BRIEF 1> Collect every line of the listing that contains the word "background".

PAGE>
The Leprechaun: A Tiny, Mischievous, and Elusive Creature of Irish Folklore

A leprechaun is a mythical creature in Irish folklore, typically depicted as a tiny, mischievous old man dressed in green with a red beard and a hat.

According to legend, leprechauns are cobblers by trade and are known for their love of gold and their skill in making shoes. They are also said to be very secretive and elusive, often leading people on wild goose chases in search of their treasure.

In Irish mythology, it is believed that if you catch a leprechaun, he must grant you three wishes in exchange for his release. However, leprechauns are notoriously difficult to catch, as they are quick and clever.

The image of the leprechaun has become a popular symbol of Ireland and is often associated with St. Patrick’s Day celebrations.

What is a Leprechaun?


Usually classed as some kind of a fairy, leprechauns are small supernatural creatures that are specific to Irish folklore. Depicted as little bearded men, they might play the role of mischievous sprites or helpful shoemakers, depending on the story. They are strongly associated with gold and wealth and are meant to be a test of a human’s greed. In the modern world, the leprechaun has become an enduring symbol of Ireland.

What Does ‘Leprechaun’ Mean?

The English word ‘leprechaun’ is derived from the middle Irish ‘luchrapán’ or ‘lupraccán.’ These in turn were descended from the old Irish ‘luchorpán’ or ‘lupracán.’ The most common meaning given for the name is a compound of the root words ‘lú’ or ‘laghu’ and ‘corp.’ ‘Lú’ or ‘laghu’ is from the Greek word meaning ‘small’ and ‘corp’ is from the Latin ‘corpus,’ which means ‘body.’

Another more recent theory suggests that the word is derived from the Luperci and the Roman pastoral festival Lupercalia.

BRIEF 2> In the leprechaun article, which Latin word is given as the source of the root "corp"?

SUPPLIED RECORDS>
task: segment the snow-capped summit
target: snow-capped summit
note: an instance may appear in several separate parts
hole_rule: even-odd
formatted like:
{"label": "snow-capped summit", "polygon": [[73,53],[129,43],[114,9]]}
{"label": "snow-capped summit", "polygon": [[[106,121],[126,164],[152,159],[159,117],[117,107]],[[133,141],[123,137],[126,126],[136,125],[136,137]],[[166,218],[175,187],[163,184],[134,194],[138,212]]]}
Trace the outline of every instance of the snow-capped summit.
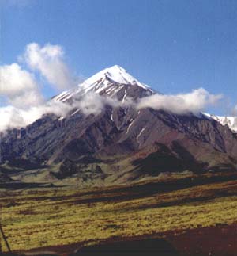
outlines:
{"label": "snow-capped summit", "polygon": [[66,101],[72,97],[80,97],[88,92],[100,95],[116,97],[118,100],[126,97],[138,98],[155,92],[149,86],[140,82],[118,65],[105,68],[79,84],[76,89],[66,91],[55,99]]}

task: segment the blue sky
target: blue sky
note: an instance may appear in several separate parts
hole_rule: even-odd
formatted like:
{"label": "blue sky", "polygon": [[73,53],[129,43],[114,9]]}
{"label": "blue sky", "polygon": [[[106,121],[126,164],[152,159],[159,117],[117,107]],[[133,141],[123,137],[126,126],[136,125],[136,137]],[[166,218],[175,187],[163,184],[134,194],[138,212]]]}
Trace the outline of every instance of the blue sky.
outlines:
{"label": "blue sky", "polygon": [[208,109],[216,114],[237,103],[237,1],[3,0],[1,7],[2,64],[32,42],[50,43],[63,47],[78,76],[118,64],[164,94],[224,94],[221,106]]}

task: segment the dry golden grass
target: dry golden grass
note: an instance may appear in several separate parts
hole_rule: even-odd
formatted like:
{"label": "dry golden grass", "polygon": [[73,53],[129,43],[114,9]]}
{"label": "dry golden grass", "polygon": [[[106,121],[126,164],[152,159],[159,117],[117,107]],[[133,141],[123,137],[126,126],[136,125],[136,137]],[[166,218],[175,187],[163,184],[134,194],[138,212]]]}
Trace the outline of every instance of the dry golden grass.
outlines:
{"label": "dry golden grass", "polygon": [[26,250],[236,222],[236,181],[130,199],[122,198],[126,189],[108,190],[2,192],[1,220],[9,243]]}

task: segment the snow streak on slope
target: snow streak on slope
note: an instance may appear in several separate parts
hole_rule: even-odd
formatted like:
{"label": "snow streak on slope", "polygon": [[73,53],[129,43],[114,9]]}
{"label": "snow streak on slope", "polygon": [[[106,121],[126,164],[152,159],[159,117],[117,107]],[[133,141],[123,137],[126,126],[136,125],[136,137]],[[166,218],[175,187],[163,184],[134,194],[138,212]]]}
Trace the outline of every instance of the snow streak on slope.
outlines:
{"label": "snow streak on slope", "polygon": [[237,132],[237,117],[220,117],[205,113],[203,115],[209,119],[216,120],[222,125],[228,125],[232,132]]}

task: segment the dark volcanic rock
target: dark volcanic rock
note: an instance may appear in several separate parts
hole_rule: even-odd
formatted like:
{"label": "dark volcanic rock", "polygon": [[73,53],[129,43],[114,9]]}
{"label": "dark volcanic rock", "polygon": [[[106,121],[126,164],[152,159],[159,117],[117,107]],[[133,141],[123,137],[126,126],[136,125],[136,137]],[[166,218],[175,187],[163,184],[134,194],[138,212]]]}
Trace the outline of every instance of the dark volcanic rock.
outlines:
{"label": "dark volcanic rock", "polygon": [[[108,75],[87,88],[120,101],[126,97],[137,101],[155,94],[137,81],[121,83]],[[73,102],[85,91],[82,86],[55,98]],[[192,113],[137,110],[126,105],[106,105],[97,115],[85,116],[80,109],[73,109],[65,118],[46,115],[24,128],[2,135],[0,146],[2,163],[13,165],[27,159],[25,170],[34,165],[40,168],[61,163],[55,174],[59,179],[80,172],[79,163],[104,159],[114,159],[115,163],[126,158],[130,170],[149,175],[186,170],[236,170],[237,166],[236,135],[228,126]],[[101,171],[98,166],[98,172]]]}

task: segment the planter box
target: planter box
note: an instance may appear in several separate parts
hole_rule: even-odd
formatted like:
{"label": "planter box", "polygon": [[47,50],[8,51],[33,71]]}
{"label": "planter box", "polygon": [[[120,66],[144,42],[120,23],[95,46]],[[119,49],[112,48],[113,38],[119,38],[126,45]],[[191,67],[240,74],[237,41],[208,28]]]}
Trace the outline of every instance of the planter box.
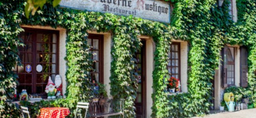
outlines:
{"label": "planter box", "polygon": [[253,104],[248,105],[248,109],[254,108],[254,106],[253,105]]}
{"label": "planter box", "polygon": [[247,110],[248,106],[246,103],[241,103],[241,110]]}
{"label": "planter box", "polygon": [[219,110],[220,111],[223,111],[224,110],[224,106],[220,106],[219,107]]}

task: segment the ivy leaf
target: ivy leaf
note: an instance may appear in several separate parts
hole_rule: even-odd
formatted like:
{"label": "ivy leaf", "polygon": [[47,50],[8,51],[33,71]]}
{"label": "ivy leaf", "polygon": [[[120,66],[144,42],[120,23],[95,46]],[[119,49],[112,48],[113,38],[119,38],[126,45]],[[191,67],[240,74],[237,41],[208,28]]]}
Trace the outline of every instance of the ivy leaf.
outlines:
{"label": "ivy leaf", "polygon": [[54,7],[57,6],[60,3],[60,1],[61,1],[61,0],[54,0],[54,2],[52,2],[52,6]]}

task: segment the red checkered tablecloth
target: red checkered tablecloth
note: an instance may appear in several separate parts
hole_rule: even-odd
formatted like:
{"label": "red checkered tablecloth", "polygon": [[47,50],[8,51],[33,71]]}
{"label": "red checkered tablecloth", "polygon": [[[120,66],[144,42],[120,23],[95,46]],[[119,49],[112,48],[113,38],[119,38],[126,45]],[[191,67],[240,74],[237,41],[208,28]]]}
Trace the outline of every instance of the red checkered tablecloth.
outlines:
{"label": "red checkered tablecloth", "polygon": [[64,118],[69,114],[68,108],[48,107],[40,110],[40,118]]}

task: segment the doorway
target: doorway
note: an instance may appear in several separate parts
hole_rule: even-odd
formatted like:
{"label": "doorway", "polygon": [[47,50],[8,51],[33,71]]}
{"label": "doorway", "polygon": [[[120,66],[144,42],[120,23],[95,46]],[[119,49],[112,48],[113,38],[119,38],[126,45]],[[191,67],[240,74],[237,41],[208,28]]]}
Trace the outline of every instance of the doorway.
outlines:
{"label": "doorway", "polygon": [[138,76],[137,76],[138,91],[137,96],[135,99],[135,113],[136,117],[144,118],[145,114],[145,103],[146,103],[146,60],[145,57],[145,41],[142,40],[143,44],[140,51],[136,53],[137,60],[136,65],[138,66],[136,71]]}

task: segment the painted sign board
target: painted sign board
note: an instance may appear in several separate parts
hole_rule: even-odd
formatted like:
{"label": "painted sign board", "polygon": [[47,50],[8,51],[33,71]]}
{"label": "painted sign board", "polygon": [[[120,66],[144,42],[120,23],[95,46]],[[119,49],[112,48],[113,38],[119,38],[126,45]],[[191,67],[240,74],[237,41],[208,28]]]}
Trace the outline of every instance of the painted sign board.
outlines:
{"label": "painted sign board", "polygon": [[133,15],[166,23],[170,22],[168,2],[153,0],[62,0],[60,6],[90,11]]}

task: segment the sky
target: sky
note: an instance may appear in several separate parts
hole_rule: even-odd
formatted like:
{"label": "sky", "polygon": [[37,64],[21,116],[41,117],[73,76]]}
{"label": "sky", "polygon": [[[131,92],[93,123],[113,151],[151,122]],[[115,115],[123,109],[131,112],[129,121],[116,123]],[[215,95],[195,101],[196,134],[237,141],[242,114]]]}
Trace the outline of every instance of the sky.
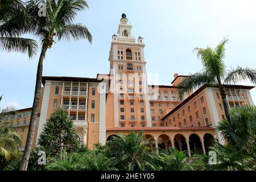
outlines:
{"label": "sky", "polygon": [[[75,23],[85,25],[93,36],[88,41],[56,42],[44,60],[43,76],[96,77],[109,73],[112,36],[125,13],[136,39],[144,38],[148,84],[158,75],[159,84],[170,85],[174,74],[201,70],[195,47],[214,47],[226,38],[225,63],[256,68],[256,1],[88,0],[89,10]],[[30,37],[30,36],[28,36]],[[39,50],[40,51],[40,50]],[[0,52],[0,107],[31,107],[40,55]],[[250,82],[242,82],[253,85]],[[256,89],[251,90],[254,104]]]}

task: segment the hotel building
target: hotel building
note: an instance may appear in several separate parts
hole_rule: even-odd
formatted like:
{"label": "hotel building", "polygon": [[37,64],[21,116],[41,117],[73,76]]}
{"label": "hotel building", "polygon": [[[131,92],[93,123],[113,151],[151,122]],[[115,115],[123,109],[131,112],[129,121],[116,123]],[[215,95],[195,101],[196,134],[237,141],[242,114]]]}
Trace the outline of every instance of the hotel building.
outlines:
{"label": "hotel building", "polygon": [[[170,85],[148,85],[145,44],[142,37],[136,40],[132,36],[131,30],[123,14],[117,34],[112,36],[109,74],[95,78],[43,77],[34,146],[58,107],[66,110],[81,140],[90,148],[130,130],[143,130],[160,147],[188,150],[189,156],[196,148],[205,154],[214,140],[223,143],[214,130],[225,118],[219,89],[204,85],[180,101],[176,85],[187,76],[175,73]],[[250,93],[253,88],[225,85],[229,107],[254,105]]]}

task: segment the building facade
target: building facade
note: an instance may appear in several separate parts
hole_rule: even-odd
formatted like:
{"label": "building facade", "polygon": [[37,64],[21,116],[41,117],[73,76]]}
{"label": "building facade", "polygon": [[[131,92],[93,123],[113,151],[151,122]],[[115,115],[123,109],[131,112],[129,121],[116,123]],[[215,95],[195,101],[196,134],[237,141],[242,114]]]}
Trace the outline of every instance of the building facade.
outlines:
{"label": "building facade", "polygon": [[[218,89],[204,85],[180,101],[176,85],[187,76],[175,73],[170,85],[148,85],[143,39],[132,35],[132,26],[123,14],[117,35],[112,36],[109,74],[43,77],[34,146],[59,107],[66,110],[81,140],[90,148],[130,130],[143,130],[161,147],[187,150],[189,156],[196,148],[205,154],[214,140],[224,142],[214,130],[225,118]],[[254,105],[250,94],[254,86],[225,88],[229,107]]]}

---

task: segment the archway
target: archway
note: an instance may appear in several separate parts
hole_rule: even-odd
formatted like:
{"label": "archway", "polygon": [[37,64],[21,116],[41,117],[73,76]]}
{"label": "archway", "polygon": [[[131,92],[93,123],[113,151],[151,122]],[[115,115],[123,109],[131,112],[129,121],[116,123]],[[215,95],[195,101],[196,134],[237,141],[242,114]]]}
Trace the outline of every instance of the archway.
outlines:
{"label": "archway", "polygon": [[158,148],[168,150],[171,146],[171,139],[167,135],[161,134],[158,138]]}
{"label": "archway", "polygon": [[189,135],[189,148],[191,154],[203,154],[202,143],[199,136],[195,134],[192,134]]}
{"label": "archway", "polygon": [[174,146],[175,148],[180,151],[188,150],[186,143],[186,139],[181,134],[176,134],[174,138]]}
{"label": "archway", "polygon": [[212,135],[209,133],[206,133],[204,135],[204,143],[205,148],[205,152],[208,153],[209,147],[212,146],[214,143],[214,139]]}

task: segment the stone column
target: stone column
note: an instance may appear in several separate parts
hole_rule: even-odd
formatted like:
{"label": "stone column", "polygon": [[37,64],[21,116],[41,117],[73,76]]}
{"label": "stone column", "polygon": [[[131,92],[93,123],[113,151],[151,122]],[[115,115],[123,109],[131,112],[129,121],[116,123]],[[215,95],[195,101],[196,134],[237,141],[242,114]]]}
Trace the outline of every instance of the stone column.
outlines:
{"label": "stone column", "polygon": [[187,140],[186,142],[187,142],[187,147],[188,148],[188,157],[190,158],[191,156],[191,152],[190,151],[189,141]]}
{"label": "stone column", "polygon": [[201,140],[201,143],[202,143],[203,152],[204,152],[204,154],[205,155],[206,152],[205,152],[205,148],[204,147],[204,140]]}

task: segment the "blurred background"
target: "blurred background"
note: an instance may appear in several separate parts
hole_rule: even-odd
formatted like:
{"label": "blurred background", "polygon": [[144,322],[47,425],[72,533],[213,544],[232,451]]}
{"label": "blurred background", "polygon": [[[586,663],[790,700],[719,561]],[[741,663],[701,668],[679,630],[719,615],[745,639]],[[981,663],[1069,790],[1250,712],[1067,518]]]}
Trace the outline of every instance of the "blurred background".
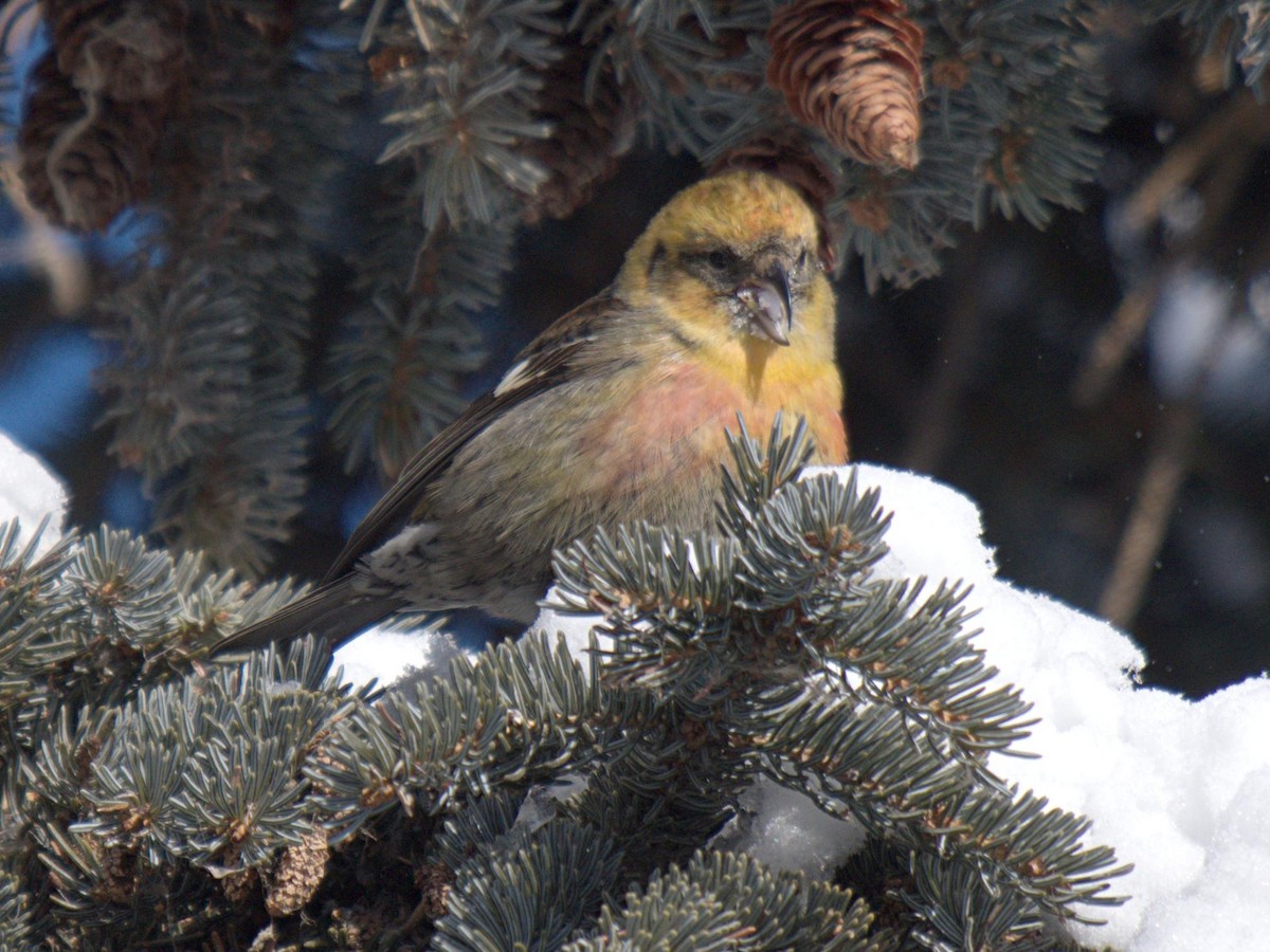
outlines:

ANSWER 1>
task: segment the "blurred background"
target: "blurred background"
{"label": "blurred background", "polygon": [[144,322],[47,425],[72,533],[213,544],[232,451]]}
{"label": "blurred background", "polygon": [[[586,663],[790,700],[719,561]],[[741,663],[701,668],[679,630],[719,615],[745,639]],[[981,663],[1069,790],[1250,712],[1067,518]]]}
Trace the outline of every instance of the "blurred background".

ANSWER 2> "Corpus," which means "body."